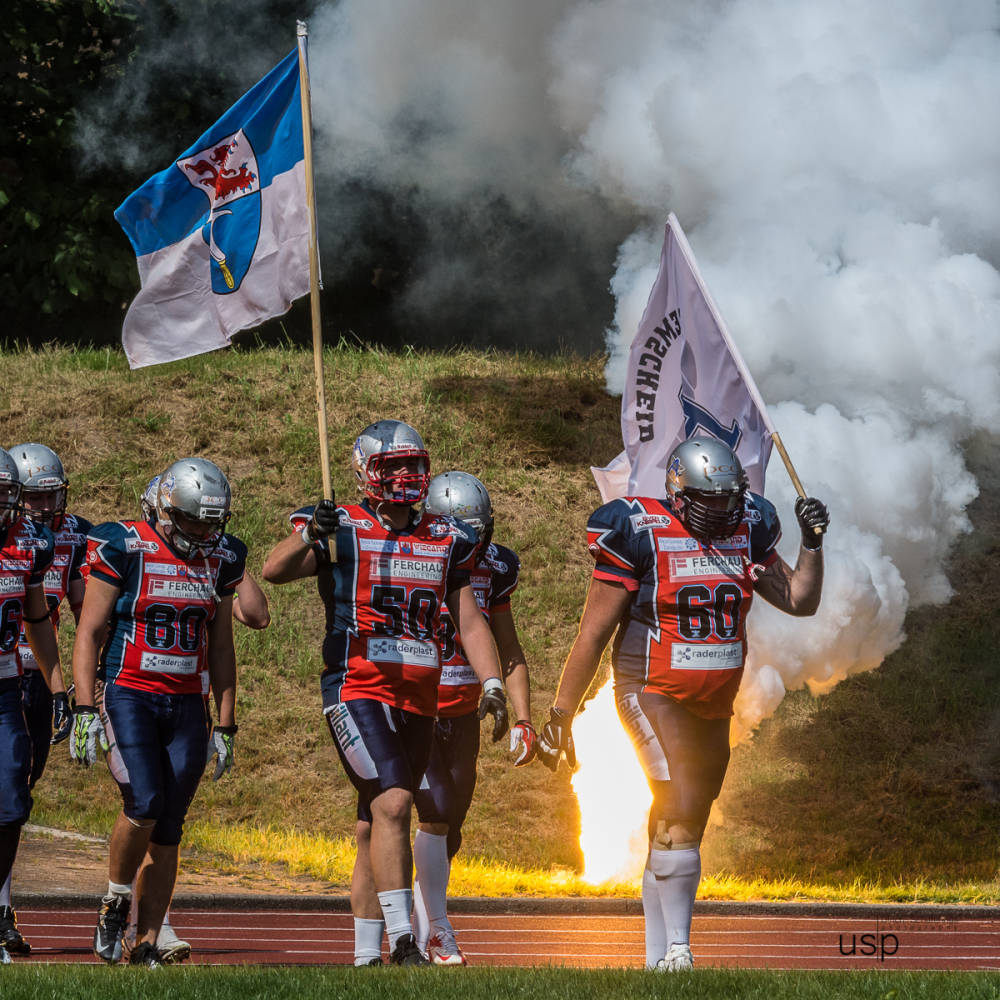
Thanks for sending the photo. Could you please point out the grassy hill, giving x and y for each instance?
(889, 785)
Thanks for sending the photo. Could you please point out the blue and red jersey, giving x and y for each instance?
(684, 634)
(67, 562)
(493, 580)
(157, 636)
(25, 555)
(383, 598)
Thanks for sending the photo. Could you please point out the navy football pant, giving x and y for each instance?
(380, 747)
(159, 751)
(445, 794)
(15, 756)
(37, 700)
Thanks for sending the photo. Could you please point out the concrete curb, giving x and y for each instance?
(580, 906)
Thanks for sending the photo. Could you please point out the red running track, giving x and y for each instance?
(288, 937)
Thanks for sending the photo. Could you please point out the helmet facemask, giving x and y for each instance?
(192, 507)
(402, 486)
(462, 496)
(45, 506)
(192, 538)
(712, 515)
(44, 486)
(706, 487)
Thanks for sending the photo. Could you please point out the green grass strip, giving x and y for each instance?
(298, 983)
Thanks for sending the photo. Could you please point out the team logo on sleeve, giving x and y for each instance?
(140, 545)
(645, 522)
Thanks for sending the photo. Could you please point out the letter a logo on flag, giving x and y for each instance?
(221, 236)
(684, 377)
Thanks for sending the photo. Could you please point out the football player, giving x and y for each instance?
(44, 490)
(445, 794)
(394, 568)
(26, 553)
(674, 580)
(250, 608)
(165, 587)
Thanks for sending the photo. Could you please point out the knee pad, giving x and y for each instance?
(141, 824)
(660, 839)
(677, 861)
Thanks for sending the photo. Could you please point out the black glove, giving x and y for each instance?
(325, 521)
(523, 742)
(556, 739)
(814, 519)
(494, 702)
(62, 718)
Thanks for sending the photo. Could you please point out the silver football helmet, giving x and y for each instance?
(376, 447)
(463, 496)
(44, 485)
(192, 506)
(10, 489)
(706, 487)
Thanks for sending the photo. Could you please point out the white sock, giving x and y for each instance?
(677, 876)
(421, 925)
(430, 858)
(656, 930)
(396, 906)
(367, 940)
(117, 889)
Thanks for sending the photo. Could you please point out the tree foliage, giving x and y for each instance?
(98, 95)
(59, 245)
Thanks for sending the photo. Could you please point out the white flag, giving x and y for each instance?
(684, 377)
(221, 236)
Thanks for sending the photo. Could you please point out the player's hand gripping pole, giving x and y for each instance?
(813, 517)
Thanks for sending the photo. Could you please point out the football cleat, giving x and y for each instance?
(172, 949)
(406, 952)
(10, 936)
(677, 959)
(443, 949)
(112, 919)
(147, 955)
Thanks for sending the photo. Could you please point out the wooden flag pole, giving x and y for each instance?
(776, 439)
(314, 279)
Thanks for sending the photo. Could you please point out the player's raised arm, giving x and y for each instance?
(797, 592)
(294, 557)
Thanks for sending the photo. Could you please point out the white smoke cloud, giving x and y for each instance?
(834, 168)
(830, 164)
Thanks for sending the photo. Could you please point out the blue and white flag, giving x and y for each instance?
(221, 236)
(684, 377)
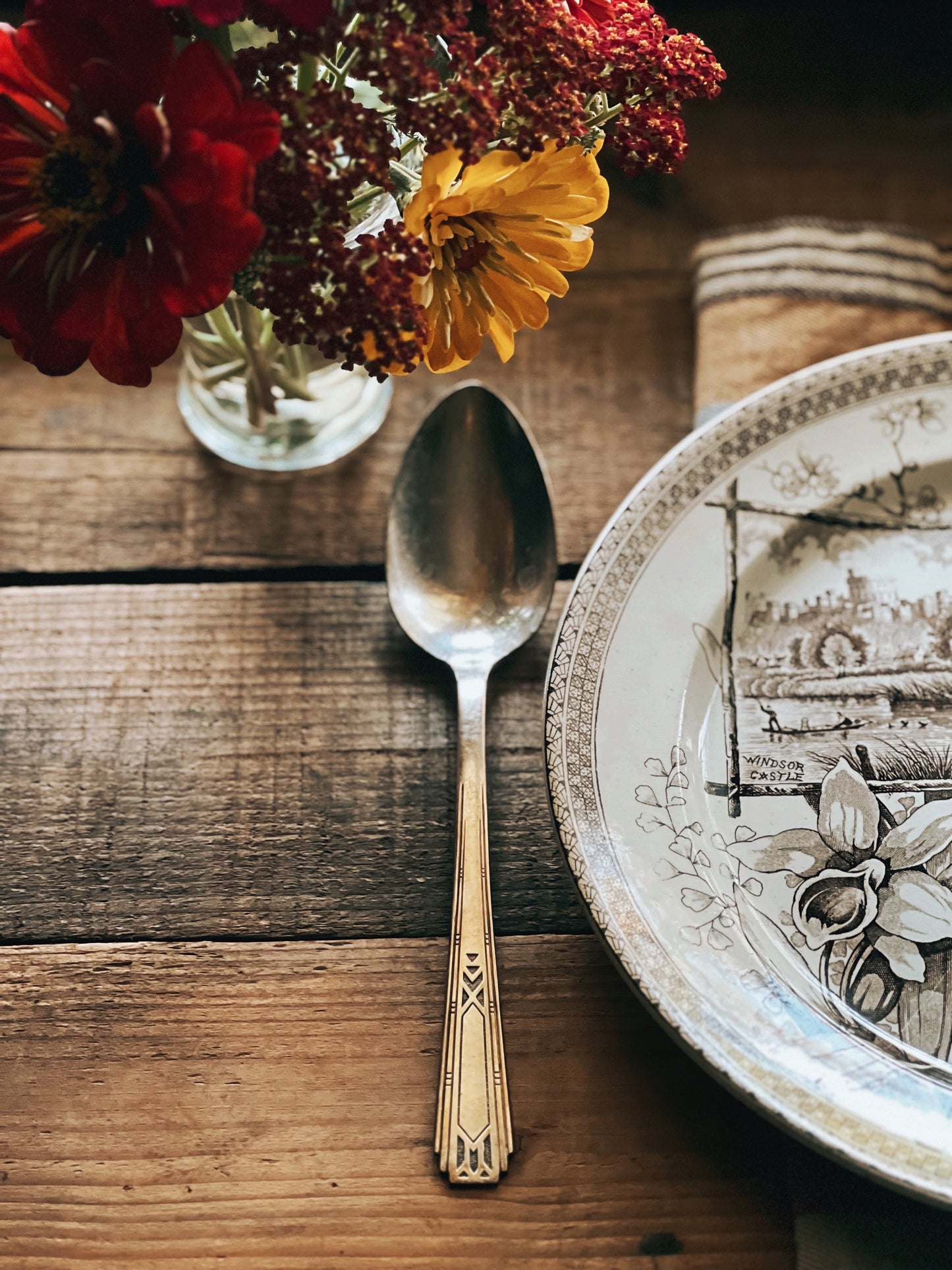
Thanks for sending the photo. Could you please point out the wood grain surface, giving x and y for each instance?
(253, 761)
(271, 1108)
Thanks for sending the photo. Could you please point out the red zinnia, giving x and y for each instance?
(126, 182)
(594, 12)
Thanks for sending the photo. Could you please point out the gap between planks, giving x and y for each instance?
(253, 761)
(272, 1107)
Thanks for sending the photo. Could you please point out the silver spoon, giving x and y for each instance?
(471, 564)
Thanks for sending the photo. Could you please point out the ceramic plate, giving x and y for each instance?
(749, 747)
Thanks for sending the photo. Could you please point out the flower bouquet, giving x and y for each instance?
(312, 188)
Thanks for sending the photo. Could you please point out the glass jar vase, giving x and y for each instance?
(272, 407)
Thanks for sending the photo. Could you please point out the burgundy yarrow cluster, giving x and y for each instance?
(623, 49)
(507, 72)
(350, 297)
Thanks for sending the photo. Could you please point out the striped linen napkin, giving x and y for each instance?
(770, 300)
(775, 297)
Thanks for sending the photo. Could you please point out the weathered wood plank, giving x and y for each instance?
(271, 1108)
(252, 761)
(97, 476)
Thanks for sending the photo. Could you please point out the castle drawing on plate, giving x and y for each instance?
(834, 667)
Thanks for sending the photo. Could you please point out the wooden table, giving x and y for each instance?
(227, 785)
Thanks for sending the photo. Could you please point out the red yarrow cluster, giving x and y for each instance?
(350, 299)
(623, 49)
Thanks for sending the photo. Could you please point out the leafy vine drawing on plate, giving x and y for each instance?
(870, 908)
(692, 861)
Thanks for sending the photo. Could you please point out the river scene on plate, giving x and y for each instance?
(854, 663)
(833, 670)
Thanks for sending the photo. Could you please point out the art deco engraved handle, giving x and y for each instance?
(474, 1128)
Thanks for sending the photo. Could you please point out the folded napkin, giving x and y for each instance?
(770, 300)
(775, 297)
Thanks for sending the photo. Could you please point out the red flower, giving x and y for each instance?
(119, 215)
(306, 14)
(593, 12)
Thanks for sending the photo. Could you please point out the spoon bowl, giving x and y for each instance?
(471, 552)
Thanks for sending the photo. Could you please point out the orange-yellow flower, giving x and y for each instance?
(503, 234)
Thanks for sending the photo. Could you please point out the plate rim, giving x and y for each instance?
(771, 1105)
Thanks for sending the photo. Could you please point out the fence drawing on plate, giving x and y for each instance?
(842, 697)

» What the exercise asks:
Render the listing above as a Markdown table with the columns Row and Line, numbering each line in order and skipping blank lines. Leave the pictures out.

» Exercise output:
| Row | Line |
|---|---|
| 1 | Thanks for sending the photo. Could you please point out the grassy hill, giving x and y for each instance? |
| 2 | (889, 785) |
| 3 | Thanks for sending the photo. Could you please point out the blue and red jersey, giving x and y for each instance? |
| 4 | (684, 634) |
| 5 | (67, 562) |
| 6 | (493, 580) |
| 7 | (157, 636) |
| 8 | (25, 555) |
| 9 | (383, 598) |
| 10 | Thanks for sending the photo. Could you please point out the navy football pant, giving x and y for each instance? |
| 11 | (380, 747) |
| 12 | (159, 751) |
| 13 | (445, 794) |
| 14 | (15, 756) |
| 15 | (37, 700) |
| 16 | Thanks for sending the photo. Could you please point out the concrete curb, giving x and y for each instance? |
| 17 | (580, 906) |
| 18 | Thanks for sending the photo. Could you please point out the red running track, giving x and y for each instance? |
| 19 | (288, 937) |
| 20 | Thanks for sending the photo. Could you please point out the helmet facemask, giving x and y for each instance? |
| 21 | (192, 507) |
| 22 | (402, 486) |
| 23 | (462, 496) |
| 24 | (45, 506) |
| 25 | (192, 538) |
| 26 | (712, 515) |
| 27 | (44, 486) |
| 28 | (706, 487) |
| 29 | Thanks for sending the photo. Could you please point out the green grass strip, giving x and y for each instance? |
| 30 | (298, 983) |
| 31 | Thanks for sending the photo. Could you please point out the team logo on sleeve, giving x and y for each instance? |
| 32 | (140, 545) |
| 33 | (645, 522) |
| 34 | Thanks for sending the photo. Could you please point out the letter a logo on flag, giving x and y for each instance? |
| 35 | (221, 236) |
| 36 | (684, 377) |
| 37 | Thanks for sending the photo. Could you please point out the football player, giving x and y for each instance? |
| 38 | (44, 490) |
| 39 | (445, 794) |
| 40 | (394, 568) |
| 41 | (26, 553) |
| 42 | (674, 580) |
| 43 | (250, 608) |
| 44 | (165, 587) |
| 45 | Thanks for sending the photo. Could you please point out the knee pad, giving x and y for each instance? |
| 46 | (141, 824) |
| 47 | (660, 839) |
| 48 | (677, 861) |
| 49 | Thanks for sending the photo. Could you please point out the black glove, giving x and y for each instance? |
| 50 | (325, 521) |
| 51 | (523, 742) |
| 52 | (556, 739) |
| 53 | (814, 519) |
| 54 | (494, 702) |
| 55 | (62, 718) |
| 56 | Thanks for sending the photo. Could you please point out the silver football helmet, giving x and y for each instance? |
| 57 | (376, 447) |
| 58 | (463, 496) |
| 59 | (44, 485) |
| 60 | (192, 506) |
| 61 | (10, 489) |
| 62 | (706, 487) |
| 63 | Thanks for sending the photo. Could you please point out the white sock, giving x and y for each instance? |
| 64 | (677, 876) |
| 65 | (421, 925) |
| 66 | (430, 858) |
| 67 | (656, 930) |
| 68 | (396, 906) |
| 69 | (367, 940) |
| 70 | (117, 889) |
| 71 | Thanks for sending the photo. Could you please point out the tree foliage, giving x and y for each instance? |
| 72 | (98, 95) |
| 73 | (59, 245) |
| 74 | Thanks for sending the photo. Could you please point out the white flag, giving x and y for each instance? |
| 75 | (684, 377) |
| 76 | (221, 236) |
| 77 | Thanks for sending the photo. Could you please point out the player's hand gripping pole, giving x and y for each instance? |
| 78 | (813, 517) |
| 79 | Thanks for sending the photo. Could you please point out the football cleat, giving x and y for each instance? |
| 80 | (172, 949) |
| 81 | (406, 952) |
| 82 | (10, 936) |
| 83 | (677, 959) |
| 84 | (443, 949) |
| 85 | (112, 919) |
| 86 | (147, 955) |
| 87 | Thanks for sending the photo. Could you please point out the wooden flag pole, giving x and y for each instance? |
| 88 | (776, 439) |
| 89 | (314, 279) |
| 90 | Thanks for sending the photo. Could you please point out the player's raised arm, giving x and y for each instance? |
| 91 | (797, 592) |
| 92 | (294, 557) |
| 93 | Thanks for sending the photo. Could you please point out the white smoke cloud, giving x and y for each instance? |
| 94 | (834, 168) |
| 95 | (830, 164) |
| 96 | Thanks for sending the photo. Could you please point out the blue and white flag, giving x and y for each instance? |
| 97 | (221, 236) |
| 98 | (684, 377) |
| 99 | Thanks for sending the photo. Could you please point out the wood grain surface, giving x and y for each instance? |
| 100 | (253, 761) |
| 101 | (271, 1108) |
| 102 | Thanks for sending the photo. Could you please point out the red zinnia, giving x and y for each instance? |
| 103 | (126, 182) |
| 104 | (594, 12) |
| 105 | Thanks for sending the photo. Could you please point out the gap between planks, giving x and y for each instance? |
| 106 | (253, 761) |
| 107 | (272, 1107) |
| 108 | Thanks for sending the photo. Could you please point out the silver spoon, giving x and y for each instance? |
| 109 | (471, 564) |
| 110 | Thanks for sending the photo. Could you please point out the ceramic plate, giving x and y for each instance? |
| 111 | (749, 747) |
| 112 | Thanks for sending the photo. Could you please point out the flower bouquet, giving x and y for each instance? |
| 113 | (312, 188) |
| 114 | Thanks for sending the photo. Could you please point out the glass jar vase, giving x and y for each instance? |
| 115 | (272, 407) |
| 116 | Thanks for sending the photo. Could you please point out the burgundy yarrow cluster, giving x and y for each instance? |
| 117 | (623, 49) |
| 118 | (507, 72) |
| 119 | (350, 297) |
| 120 | Thanks for sending the photo. Could you please point out the striped linen napkin, giving x and y for each instance? |
| 121 | (770, 300) |
| 122 | (775, 297) |
| 123 | Thanks for sending the photo. Could you please point out the weathered wood plank, giving x and y for each instance? |
| 124 | (271, 1108) |
| 125 | (252, 761) |
| 126 | (97, 476) |
| 127 | Thanks for sending the photo. Could you please point out the castle drawing on plate, giving x and y for each instance? |
| 128 | (834, 667) |
| 129 | Thanks for sending the photo. Could you please point out the wooden table, giving x and y for each instance? |
| 130 | (227, 785) |
| 131 | Thanks for sending the photo. Could you please point out the red yarrow cluster, giving x and y for each instance? |
| 132 | (350, 299) |
| 133 | (623, 49) |
| 134 | Thanks for sending the photo. Could you please point out the leafy vine drawing on plate, giving x and y for each instance? |
| 135 | (870, 908) |
| 136 | (692, 861) |
| 137 | Thanks for sending the photo. Could you please point out the river scene on plate, giving x and y for each instance? |
| 138 | (854, 663) |
| 139 | (833, 670) |
| 140 | Thanks for sending the photo. Could you please point out the art deco engraved handle, giving x and y for each instance? |
| 141 | (474, 1128) |
| 142 | Thanks for sending the photo. Could you please point out the folded napkin, giving x and y for each instance? |
| 143 | (770, 300) |
| 144 | (775, 297) |
| 145 | Thanks for sending the photo. Could you please point out the red flower, giving x and y for each instance? |
| 146 | (119, 215) |
| 147 | (306, 14) |
| 148 | (593, 12) |
| 149 | Thanks for sending the photo. Could you please point out the spoon bowl, giving x and y for each instance? |
| 150 | (471, 552) |
| 151 | Thanks for sending the photo. Could you please point out the orange-yellow flower, giving x and y for each instance? |
| 152 | (503, 234) |
| 153 | Thanks for sending the photo. Could you please point out the plate rim, giving x and y for each instance? |
| 154 | (771, 1105) |
| 155 | Thanks for sending the photo. Could you please point out the fence drawing on plate, giving x and y for each instance? |
| 156 | (842, 697) |